> [Alıntılanan bölüm]
__________

< Hezekiel 21 >
1 RAB bana şöyle seslendi:
And the word of the Lord came to me, saying:
2 “Ey insanoğlu, yüzünü Yeruşalim'e çevir, kutsal yerlerine karşı konuş, İsrail ülkesine karşı peygamberlik et.
Son of man, set thy face toward Jerusalem, and let thy speech flow towards the holy places, and prophesy against the land of Israel:
3 Ona de ki, ‘RAB şöyle diyor: Ben sana karşıyım! Kılıcımı kınından çıkaracak, içindeki doğru kişiyi de kötü kişiyi de kesip yok edeceğim.
And say to the land of Israel: Thus saith the Lord God: Behold I come against thee, and I will draw forth my sword out of its sheath, and will cut off in thee the just, and the wicked.
4 Doğru kişiyi de kötü kişiyi de kesip yok etmek için kılıcım kınından çıkacak ve güneyden kuzeye herkese karşı olacak.
And forasmuch as I have cut off in thee the just, and the wicked, therefore shall my sword go forth out of its sheath against all flesh, from the south even to the north.
5 Böylece herkes kılıcını kınından çıkaranın ben RAB olduğumu anlayacak. Onu bir daha yerine koymayacağım.’
That all flesh may know that I the Lord have drawn my sword out of its sheath not to be turned back.
6 “Sen, ey insanoğlu, inle! Onların gözü önünde ezik bir yürekle acı acı inle!
And thou, son of man, mourn with the breaking of thy loins, and with bitterness sigh before them.
7 Sana, ‘Neden böyle inliyorsun?’ diye sorduklarında, ‘Yakında duyulacak haberden ötürü’ diye yanıtlayacaksın. ‘Her yürek eriyecek, her el gevşeyecek, her ruh baygın düşecek, her dizin bağı çözülecek. Evet, haber duyulacak! Bu kesinlikle yerine gelecek.’ Egemen RAB böyle diyor.”
And when they shall say to thee: Why mournest thou? thou shalt say: For that which I hear: because it cometh, and every heart shall melt, and all hands shall be made feeble, and every spirit shall faint, and water shall run down every knee: behold it cometh, and it shall be done, saith the Lord God.

__________

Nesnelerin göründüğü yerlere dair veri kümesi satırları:
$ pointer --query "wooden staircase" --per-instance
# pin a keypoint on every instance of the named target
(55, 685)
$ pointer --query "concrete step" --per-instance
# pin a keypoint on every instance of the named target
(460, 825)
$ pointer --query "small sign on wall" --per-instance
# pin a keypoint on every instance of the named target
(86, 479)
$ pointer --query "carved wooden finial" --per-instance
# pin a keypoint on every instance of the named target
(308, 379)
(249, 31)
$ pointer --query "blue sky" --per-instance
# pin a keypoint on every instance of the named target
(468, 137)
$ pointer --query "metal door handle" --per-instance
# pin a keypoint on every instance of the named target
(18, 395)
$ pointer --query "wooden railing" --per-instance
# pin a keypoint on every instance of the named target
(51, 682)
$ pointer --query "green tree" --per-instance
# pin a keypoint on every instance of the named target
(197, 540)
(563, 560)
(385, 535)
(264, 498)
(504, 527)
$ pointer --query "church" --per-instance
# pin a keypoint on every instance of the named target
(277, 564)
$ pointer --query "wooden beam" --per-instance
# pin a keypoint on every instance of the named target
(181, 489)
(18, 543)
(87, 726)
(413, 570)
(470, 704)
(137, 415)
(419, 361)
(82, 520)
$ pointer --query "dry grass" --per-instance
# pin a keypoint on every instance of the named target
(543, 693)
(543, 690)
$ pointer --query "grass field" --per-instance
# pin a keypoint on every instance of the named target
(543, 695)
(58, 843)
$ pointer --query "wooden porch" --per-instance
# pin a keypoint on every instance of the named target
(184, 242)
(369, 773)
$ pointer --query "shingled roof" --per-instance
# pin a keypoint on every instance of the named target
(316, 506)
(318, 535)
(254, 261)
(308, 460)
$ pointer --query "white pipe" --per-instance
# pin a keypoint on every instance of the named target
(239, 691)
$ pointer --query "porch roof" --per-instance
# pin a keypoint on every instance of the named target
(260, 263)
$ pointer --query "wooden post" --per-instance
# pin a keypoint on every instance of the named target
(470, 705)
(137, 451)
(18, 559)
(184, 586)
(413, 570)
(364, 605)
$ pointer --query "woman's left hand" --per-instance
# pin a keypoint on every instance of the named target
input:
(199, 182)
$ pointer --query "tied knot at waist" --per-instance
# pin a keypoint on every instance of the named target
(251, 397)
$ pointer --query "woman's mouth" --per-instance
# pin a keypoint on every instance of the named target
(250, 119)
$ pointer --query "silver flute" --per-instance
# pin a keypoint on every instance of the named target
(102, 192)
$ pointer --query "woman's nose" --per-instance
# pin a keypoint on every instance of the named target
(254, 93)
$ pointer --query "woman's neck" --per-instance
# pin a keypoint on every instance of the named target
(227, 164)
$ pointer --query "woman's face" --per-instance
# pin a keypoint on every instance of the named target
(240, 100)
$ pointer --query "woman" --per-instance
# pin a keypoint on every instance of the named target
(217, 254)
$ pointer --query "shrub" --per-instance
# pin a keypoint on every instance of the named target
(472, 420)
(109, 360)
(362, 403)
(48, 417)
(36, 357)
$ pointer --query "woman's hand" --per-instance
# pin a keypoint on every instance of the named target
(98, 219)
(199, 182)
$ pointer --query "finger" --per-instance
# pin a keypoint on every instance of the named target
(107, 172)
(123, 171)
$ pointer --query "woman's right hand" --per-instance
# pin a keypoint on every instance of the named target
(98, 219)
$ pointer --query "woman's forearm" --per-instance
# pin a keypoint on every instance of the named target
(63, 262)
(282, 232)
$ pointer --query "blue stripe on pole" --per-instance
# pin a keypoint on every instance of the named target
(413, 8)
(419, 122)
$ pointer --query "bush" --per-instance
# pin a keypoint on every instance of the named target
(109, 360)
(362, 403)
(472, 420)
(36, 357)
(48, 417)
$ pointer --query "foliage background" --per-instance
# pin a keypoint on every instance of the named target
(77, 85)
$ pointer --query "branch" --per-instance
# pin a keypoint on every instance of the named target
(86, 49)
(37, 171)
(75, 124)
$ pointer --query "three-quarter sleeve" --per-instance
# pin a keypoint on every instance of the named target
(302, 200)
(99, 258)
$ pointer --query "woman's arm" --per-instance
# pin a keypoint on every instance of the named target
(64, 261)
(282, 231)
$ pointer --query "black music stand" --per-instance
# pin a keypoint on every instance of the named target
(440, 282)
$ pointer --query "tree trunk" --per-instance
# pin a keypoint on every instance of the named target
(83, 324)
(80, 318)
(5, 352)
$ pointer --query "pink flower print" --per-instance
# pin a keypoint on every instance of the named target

__________

> [Yapılacak işlemler]
• a. Hezekiel 21 metninde "< Hezekiel 21" sözlerini içeren ifadeyle açılıp "kesip yok edeceğim." ile kapanan kısmı birebir yineleyin.
• b. Hezekiel 21 metnine göre "Neden böyle inliyorsun?" diye sorulduğunda hangi yanıt verilecektir?
Bu materyal, metinden bağımsız ayrı bir kaynaktır.

> [Alıştırma yanıtları]
• a.
< Hezekiel 21 >
1 RAB bana şöyle seslendi:
And the word of the Lord came to me, saying:
2 “Ey insanoğlu, yüzünü Yeruşalim'e çevir, kutsal yerlerine karşı konuş, İsrail ülkesine karşı peygamberlik et.
Son of man, set thy face toward Jerusalem, and let thy speech flow towards the holy places, and prophesy against the land of Israel:
3 Ona de ki, ‘RAB şöyle diyor: Ben sana karşıyım! Kılıcımı kınından çıkaracak, içindeki doğru kişiyi de kötü kişiyi de kesip yok edeceğim.

• b. "Yakında duyulacak haberden ötürü" yanıtı verilecektir.